EXERCISE => Return each line of the items below that contains the string "leaf".

AVAILABLE RECORDS =>
[Begin]

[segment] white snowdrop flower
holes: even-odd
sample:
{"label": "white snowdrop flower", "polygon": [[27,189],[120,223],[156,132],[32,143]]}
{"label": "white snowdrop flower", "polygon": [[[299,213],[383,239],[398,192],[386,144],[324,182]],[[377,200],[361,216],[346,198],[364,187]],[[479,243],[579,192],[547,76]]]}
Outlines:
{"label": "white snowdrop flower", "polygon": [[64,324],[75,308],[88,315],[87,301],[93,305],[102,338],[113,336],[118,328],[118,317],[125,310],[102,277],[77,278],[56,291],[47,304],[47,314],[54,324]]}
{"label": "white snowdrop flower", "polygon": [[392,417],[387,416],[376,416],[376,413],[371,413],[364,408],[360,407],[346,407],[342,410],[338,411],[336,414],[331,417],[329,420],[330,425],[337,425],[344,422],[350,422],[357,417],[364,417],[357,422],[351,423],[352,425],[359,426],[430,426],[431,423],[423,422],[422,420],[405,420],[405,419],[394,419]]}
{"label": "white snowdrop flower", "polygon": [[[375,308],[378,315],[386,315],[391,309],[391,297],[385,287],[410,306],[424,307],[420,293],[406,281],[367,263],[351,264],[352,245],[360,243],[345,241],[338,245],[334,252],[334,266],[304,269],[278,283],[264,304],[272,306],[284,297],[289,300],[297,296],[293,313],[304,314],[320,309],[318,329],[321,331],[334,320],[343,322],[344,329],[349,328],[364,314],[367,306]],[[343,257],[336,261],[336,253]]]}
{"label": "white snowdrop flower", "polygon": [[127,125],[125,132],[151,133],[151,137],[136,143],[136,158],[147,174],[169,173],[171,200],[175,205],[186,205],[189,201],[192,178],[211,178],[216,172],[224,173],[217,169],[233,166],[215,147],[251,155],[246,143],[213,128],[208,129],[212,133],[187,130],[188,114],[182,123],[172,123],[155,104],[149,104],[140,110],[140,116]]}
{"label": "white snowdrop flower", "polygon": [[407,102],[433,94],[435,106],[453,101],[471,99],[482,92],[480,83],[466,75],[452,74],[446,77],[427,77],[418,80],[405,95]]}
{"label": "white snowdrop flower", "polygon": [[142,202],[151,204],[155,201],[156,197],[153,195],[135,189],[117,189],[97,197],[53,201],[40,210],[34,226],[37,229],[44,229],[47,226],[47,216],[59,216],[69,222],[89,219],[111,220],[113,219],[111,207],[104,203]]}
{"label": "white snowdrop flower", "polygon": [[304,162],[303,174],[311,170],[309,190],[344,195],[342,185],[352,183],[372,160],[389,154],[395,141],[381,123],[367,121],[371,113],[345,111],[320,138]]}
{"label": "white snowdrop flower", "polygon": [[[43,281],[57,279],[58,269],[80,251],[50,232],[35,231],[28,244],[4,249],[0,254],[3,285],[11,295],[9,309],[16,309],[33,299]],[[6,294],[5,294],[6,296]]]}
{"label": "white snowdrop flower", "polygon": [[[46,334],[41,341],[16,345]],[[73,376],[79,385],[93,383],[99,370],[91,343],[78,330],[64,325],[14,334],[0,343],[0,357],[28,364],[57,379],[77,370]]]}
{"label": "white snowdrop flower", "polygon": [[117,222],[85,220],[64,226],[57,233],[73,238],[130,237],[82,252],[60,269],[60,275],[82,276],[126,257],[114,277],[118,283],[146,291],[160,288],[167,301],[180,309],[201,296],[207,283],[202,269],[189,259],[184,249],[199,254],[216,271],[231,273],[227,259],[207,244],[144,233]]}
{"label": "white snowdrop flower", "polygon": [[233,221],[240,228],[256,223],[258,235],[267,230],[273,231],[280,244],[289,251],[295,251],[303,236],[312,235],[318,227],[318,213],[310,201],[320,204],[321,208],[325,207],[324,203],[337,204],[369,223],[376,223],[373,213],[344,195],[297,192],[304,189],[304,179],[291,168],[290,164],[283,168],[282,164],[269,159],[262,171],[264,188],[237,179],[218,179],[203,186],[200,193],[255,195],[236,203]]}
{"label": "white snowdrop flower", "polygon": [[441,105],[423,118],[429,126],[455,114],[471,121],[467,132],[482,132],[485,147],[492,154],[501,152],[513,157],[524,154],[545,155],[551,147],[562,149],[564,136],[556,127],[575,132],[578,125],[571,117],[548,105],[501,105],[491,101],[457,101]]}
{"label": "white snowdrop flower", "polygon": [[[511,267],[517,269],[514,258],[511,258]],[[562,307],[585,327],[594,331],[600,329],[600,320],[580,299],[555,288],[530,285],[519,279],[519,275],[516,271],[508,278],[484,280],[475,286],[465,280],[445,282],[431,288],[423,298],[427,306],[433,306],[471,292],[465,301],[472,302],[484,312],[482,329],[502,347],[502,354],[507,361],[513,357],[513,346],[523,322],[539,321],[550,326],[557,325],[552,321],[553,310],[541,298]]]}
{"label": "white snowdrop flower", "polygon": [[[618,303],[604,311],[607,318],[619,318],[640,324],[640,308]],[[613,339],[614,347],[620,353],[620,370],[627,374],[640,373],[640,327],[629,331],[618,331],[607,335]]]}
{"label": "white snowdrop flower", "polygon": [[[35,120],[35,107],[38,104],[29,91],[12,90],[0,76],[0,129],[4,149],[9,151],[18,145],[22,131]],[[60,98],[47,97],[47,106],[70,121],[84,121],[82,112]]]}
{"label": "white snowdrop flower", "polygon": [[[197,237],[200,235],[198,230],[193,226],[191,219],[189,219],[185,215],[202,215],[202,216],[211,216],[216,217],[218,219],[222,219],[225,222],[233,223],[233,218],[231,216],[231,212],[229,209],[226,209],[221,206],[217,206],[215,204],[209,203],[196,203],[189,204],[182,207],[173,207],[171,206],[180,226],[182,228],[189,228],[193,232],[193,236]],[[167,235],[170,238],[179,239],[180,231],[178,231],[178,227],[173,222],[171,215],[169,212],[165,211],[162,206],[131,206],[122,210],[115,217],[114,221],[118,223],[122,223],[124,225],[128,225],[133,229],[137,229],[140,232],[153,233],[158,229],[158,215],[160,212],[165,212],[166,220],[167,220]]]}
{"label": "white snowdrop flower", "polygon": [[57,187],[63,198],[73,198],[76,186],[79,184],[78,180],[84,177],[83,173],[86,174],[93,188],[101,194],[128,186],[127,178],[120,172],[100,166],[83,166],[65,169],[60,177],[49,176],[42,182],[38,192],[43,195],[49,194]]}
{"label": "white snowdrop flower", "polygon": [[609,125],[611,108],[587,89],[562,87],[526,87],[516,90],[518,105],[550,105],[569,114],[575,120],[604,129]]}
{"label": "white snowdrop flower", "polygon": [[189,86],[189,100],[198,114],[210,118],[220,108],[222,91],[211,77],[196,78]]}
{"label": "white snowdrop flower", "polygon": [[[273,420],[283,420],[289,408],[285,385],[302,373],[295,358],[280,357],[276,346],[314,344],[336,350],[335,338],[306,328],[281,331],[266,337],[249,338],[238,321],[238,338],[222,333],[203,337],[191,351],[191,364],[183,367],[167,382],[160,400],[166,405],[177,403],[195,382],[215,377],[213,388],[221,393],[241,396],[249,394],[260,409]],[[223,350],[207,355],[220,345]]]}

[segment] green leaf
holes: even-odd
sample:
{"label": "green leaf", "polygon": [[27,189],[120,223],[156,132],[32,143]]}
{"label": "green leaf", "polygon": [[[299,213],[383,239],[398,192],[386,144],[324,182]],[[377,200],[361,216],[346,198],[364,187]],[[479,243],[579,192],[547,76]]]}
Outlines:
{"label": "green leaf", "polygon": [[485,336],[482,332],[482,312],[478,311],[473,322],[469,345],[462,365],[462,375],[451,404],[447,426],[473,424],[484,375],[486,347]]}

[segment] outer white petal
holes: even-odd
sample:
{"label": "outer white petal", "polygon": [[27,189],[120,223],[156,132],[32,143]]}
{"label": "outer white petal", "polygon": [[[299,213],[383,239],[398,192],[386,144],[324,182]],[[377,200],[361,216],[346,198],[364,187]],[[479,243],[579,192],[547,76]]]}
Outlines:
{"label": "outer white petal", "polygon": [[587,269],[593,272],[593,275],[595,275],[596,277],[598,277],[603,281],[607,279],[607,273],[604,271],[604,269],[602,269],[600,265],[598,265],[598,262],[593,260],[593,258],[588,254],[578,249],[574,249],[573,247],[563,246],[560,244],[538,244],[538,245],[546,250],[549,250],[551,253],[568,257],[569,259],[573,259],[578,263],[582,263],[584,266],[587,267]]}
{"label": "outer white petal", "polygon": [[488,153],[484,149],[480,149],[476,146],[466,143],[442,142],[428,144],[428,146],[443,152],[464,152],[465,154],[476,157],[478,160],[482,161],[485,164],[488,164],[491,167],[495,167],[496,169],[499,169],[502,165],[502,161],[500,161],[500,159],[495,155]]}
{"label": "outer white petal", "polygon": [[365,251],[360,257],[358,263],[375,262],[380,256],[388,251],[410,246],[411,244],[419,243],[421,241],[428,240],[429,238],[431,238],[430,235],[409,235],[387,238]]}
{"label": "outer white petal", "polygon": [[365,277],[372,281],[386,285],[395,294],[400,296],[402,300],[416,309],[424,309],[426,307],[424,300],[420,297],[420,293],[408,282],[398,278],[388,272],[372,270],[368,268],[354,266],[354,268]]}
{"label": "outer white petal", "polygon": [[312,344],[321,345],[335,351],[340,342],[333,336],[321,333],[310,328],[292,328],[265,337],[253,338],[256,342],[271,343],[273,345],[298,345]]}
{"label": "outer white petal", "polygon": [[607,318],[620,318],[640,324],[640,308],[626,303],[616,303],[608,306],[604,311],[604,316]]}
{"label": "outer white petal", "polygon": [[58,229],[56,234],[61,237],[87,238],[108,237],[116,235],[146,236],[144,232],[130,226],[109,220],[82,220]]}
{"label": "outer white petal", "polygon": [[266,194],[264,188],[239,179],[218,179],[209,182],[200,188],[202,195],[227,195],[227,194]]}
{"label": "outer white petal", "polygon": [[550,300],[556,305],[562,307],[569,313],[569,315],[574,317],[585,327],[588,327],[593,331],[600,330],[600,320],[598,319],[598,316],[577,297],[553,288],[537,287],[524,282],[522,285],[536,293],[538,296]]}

[End]

ANSWER IN FULL =>
[segment] green leaf
{"label": "green leaf", "polygon": [[27,189],[120,223],[156,132],[32,143]]}
{"label": "green leaf", "polygon": [[[299,213],[383,239],[398,192],[386,144],[324,182]],[[377,200],[361,216],[346,198],[364,187]],[[479,243],[579,192],[547,76]]]}
{"label": "green leaf", "polygon": [[485,336],[482,332],[482,312],[478,311],[473,322],[469,345],[462,365],[462,375],[451,404],[447,426],[473,424],[484,375],[486,347]]}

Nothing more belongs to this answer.